TEXT PASSAGE

The situation is different in the clinical arena, Stevens pointed out. In countries where there are nationalised systems, such as in the UK, some very large datasets are already available. ‘It’s a little bit easier to integrate data across the enterprise, although there still won’t be molecular and genetic data for every patient. We don’t have genetic data for every patient or their tumours, for example, and this is partly a cost issue.’
‘There does need to be a step change if we are going to be able to harness data from national healthcare databanks. And that will involve making molecular tests cheaper and faster, so that they can become a part of routine patient care. We have to rationalise healthcare data exchange models, while still protecting privacy.’
Making big, high-quality databases available springboards possibilities for machine learning and AI, Stevens said. He cites the UK Biobank as one example. ‘The Biobank has accelerated a lot of machine learning-based, clinically relevant research because its a large enough, high-quality dataset to work with. It’s not tied to a company’s drug development programs, it has been generated purely out of the clinical space. The U.S. Department of Veterans Affairs has a similar mindset and is collecting a large dataset across the entire population. These kinds of datasets aren’t just relevant to clinical research, but to drug discovery and development as well.’
So what will likely emerge as the first tangible benefits and game-changers for drug development? Stevens suggests that work by Argonne National Laboratory, ATOM and other pioneers will generate solid proof-of-principle evidence that it is possible to optimise drug leads using existing machine learning technologies.

DATA PROVIDED
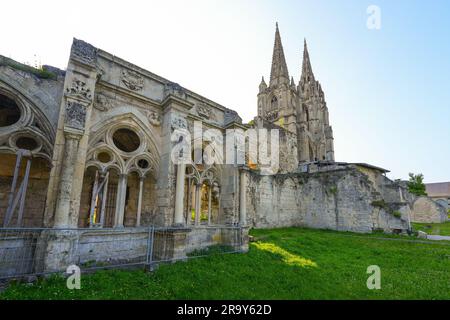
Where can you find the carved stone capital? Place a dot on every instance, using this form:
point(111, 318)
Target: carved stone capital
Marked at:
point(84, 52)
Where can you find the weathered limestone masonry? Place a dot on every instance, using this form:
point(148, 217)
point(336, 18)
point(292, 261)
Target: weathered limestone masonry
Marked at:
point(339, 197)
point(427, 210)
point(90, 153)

--

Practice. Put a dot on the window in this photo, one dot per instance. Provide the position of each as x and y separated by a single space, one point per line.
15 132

WORK ITEM
Do these statements agree with the passage on clinical data? Answer yes or no for each and quote the words of the passage that decide it.
1. The UK Biobank was generated out of a company's drug development program.
2. The step change Stevens describes involves making molecular tests cheaper and faster.
3. In the UK, genetic data are available for every patient.

WORKED SOLUTION
1. No: "It’s not tied to a company’s drug development programs, it has been generated purely out of the clinical space."
2. Yes: "And that will involve making molecular tests cheaper and faster, so that they can become a part of routine patient care."
3. No: "We don’t have genetic data for every patient or their tumours"